Point-based annotation data:
^^^^^^^^
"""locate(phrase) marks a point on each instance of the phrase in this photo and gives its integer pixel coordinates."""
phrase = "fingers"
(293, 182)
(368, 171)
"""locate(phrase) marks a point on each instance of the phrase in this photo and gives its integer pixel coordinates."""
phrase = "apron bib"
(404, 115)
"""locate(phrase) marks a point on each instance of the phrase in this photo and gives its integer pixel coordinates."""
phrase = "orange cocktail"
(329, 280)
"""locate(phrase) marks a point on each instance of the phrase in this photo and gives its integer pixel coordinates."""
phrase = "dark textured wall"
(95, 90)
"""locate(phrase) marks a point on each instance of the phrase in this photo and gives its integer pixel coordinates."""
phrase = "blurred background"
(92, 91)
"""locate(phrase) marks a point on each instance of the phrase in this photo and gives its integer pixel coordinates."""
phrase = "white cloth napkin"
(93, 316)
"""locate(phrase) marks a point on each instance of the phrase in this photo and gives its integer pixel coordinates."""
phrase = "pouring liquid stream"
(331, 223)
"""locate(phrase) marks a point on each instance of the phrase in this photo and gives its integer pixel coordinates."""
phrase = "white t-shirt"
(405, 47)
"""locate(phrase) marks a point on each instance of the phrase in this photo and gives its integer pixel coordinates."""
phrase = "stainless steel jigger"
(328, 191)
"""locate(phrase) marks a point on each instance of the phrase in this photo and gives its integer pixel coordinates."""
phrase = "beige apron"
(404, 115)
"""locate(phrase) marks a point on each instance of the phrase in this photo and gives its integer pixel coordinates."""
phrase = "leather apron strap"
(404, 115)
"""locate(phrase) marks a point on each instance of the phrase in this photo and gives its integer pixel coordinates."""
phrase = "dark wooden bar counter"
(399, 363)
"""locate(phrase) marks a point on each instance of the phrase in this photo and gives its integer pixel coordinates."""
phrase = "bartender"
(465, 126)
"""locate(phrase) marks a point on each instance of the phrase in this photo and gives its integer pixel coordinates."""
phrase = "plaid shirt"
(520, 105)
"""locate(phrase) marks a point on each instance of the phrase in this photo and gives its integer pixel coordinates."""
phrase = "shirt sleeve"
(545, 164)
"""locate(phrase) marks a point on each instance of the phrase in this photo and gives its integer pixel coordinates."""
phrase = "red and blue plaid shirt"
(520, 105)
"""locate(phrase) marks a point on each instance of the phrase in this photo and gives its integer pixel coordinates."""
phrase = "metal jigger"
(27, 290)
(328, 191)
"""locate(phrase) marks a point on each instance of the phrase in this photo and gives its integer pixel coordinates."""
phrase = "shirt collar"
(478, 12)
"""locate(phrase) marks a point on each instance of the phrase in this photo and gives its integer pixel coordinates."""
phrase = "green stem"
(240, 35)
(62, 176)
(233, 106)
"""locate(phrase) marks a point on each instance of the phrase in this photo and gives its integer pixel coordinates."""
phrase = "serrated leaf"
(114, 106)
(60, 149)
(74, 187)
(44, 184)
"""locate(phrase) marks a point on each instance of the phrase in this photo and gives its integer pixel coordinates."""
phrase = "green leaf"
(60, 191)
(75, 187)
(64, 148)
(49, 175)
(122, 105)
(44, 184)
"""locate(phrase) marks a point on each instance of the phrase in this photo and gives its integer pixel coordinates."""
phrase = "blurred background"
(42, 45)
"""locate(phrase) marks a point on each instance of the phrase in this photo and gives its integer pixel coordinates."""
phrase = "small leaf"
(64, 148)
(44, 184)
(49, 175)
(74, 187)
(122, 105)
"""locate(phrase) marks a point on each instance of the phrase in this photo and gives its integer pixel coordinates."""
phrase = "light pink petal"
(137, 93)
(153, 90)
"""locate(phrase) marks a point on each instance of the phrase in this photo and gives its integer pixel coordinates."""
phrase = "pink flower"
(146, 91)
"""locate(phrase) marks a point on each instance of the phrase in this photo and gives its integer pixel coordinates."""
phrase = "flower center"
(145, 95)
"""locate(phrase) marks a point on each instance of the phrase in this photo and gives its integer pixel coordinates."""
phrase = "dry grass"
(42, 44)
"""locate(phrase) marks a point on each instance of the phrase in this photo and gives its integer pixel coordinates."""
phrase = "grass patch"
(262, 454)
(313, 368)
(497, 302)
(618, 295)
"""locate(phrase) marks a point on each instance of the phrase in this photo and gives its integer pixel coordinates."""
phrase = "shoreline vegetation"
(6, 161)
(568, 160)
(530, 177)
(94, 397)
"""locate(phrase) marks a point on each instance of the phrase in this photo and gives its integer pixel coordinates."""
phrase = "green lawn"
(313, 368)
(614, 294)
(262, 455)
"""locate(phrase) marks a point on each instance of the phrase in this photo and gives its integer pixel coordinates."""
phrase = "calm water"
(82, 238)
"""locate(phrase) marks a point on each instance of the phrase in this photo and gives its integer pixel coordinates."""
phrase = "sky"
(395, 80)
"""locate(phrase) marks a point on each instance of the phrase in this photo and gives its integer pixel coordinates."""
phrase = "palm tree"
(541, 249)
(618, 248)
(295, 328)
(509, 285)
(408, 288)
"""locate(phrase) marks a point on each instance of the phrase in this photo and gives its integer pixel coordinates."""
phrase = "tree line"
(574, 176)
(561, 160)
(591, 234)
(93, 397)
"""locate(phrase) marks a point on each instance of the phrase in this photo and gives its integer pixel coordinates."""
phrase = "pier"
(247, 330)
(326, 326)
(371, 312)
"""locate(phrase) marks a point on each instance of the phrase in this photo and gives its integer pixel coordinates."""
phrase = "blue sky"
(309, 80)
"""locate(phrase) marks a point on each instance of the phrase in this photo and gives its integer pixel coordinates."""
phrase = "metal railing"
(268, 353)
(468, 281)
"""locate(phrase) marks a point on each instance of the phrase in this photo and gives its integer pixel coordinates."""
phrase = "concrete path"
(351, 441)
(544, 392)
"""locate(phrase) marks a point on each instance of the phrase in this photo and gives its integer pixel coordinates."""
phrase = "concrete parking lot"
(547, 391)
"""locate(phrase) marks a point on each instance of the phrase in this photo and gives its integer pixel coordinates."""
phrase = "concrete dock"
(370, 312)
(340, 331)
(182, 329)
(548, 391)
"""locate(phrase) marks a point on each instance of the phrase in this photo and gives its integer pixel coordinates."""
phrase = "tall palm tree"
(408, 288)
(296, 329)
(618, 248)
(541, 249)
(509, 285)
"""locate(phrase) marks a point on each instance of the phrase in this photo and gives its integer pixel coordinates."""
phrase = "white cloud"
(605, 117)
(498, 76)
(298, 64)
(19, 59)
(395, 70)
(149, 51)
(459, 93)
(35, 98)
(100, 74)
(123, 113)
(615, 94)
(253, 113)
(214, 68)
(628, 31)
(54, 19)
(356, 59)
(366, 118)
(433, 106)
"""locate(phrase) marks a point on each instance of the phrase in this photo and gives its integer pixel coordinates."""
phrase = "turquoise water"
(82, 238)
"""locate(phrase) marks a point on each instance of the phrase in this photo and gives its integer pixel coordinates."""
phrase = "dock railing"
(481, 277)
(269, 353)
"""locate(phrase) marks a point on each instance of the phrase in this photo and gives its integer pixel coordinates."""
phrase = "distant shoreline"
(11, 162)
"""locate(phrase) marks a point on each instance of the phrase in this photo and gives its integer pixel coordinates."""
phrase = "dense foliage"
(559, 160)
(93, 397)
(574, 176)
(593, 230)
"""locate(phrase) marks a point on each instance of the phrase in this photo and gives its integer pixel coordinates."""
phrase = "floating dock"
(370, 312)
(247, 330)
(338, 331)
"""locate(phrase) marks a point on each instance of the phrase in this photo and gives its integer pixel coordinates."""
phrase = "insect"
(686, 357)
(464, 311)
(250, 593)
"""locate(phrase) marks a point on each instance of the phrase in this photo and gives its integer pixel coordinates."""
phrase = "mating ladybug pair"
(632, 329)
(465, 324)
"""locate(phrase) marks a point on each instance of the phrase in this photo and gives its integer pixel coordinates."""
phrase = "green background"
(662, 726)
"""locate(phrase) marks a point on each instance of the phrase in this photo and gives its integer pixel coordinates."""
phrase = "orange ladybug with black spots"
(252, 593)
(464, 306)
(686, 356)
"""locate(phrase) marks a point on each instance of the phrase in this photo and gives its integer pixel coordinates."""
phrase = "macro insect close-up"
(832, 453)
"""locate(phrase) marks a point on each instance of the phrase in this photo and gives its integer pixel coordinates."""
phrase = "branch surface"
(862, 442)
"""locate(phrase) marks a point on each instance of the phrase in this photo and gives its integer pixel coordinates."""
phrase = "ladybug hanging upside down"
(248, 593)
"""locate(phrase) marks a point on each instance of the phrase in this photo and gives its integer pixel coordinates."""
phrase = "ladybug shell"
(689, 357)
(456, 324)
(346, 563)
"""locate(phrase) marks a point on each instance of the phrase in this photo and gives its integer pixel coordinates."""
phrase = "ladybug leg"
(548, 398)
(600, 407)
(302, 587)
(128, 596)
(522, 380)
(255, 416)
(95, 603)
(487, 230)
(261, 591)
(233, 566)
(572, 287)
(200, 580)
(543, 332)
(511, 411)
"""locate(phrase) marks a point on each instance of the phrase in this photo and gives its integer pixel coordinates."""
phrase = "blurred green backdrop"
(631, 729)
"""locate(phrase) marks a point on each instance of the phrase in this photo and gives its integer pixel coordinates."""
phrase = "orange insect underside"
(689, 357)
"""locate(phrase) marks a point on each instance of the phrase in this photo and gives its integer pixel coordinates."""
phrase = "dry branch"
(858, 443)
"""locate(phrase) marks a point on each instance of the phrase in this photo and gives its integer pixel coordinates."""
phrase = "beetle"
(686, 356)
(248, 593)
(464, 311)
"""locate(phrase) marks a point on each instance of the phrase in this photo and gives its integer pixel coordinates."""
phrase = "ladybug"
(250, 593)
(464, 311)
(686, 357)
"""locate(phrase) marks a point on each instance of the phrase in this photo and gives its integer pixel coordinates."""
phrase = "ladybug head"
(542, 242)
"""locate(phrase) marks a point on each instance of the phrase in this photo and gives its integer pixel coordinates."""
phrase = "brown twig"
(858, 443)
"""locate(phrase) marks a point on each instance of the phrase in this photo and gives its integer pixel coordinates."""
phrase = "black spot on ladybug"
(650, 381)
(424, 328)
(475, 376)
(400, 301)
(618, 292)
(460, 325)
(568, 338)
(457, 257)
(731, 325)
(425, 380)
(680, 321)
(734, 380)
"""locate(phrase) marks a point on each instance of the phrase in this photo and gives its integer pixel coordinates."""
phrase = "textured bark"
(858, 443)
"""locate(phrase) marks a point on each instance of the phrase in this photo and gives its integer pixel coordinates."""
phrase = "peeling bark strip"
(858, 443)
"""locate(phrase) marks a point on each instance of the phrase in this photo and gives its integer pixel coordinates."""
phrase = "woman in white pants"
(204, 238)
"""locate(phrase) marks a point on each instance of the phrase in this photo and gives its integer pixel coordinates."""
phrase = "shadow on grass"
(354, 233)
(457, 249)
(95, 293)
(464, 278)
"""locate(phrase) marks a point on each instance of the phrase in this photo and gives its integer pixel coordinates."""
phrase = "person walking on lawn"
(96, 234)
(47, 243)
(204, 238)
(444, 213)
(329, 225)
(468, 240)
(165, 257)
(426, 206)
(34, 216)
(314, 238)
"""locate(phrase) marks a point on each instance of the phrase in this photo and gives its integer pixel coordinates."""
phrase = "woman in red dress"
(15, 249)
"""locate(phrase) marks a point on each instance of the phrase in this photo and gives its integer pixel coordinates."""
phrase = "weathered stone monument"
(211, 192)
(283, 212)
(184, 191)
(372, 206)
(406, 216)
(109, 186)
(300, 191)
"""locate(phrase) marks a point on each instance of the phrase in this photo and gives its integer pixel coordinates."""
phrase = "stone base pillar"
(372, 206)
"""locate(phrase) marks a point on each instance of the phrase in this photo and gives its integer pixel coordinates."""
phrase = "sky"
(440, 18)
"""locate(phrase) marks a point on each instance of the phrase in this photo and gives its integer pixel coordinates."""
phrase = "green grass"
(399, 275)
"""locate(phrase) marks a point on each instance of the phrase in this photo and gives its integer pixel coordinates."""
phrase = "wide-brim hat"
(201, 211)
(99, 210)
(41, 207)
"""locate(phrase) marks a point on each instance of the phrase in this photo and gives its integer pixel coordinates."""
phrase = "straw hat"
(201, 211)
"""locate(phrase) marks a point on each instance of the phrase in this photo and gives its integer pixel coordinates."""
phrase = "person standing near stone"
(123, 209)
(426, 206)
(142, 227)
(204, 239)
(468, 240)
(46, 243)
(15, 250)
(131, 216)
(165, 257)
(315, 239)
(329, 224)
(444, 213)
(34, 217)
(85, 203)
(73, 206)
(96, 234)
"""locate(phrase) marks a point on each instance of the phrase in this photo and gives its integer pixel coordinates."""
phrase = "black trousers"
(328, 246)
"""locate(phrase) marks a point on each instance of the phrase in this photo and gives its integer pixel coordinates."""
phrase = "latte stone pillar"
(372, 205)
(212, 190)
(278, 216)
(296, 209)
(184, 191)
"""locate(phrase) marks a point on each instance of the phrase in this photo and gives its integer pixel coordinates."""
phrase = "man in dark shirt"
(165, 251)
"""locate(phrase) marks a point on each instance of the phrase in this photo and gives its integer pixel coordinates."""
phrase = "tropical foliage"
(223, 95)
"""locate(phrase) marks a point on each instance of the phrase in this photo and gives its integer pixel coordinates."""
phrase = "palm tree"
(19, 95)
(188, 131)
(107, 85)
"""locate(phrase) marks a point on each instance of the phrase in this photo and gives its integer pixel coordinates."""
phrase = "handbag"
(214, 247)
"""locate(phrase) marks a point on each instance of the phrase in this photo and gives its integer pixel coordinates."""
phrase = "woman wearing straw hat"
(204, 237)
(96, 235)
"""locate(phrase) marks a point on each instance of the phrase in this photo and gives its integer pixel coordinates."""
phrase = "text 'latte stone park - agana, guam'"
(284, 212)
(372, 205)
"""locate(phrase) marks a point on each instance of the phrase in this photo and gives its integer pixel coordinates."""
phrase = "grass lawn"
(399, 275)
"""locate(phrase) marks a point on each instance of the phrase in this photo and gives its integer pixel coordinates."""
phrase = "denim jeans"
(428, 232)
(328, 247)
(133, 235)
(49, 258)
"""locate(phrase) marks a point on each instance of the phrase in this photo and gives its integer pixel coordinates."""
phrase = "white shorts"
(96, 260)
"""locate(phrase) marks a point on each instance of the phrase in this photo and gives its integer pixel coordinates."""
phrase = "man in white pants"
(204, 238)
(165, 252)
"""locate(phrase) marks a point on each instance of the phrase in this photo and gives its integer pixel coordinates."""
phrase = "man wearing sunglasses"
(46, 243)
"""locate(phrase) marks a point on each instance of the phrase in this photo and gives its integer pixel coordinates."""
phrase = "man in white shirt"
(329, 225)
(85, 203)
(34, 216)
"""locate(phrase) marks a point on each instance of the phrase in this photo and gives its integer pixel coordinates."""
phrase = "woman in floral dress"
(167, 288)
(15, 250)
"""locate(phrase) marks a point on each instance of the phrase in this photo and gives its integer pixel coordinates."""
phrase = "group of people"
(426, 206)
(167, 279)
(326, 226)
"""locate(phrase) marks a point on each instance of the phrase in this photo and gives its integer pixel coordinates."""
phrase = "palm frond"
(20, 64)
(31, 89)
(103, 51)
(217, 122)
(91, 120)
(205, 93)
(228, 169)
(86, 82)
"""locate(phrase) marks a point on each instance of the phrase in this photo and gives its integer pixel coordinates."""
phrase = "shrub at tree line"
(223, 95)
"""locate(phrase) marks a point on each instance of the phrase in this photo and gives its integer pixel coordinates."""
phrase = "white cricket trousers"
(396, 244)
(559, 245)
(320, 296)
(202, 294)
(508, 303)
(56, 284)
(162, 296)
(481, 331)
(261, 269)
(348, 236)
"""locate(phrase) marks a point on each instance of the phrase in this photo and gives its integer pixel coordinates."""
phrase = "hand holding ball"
^^^^^^^^
=== WHAT IS REQUIRED ===
How many lines in the data above contain the string "dock"? Reply with the number alone.

=== EXERCISE RESULT ===
3